Travail à réaliser -
Veuillez rassembler, en les recopiant, toutes les lignes ci-dessous qui contiennent le mot "toxic".

(Étiquettes de points des objets)
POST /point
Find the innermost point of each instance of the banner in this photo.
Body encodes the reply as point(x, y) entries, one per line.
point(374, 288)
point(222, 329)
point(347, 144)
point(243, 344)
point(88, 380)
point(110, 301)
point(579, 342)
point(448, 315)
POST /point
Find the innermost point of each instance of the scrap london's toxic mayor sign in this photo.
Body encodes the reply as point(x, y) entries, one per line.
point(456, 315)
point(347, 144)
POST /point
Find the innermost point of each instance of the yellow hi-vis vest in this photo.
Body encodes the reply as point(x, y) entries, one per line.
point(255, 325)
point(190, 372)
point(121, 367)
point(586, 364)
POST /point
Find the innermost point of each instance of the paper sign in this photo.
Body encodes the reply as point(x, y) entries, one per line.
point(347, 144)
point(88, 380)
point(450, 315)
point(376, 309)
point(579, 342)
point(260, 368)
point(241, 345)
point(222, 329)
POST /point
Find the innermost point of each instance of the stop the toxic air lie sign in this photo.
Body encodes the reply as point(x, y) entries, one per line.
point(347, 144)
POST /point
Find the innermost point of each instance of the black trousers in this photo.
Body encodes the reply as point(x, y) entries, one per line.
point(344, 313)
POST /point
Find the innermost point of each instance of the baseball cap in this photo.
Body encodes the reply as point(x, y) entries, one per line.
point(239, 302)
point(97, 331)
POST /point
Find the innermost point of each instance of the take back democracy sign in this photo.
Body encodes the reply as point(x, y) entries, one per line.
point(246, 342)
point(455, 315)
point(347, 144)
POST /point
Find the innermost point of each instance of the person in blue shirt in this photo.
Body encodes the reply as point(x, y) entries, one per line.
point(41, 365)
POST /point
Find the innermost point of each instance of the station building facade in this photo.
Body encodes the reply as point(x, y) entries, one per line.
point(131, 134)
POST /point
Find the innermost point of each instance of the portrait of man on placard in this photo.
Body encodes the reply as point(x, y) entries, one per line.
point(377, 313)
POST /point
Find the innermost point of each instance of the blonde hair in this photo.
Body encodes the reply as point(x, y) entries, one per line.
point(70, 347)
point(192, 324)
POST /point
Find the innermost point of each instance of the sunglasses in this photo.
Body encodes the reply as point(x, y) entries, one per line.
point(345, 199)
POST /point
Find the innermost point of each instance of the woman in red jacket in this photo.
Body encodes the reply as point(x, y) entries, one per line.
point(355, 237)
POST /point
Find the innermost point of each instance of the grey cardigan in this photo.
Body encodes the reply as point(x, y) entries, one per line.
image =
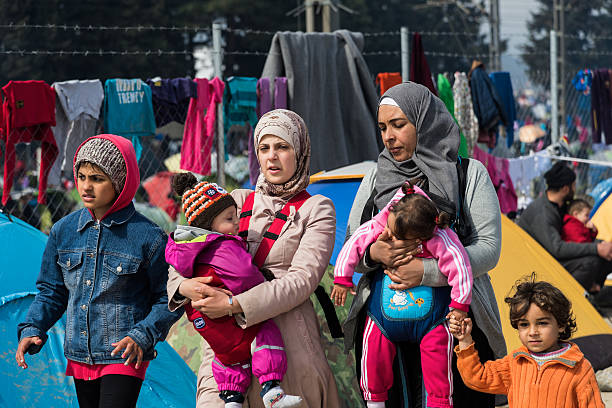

Corrigé -
Find the innermost point of each instance of the scrap london's toxic mayor sign in this photo.
Find the innermost point of each instance of the stop the toxic air lie sign in this photo.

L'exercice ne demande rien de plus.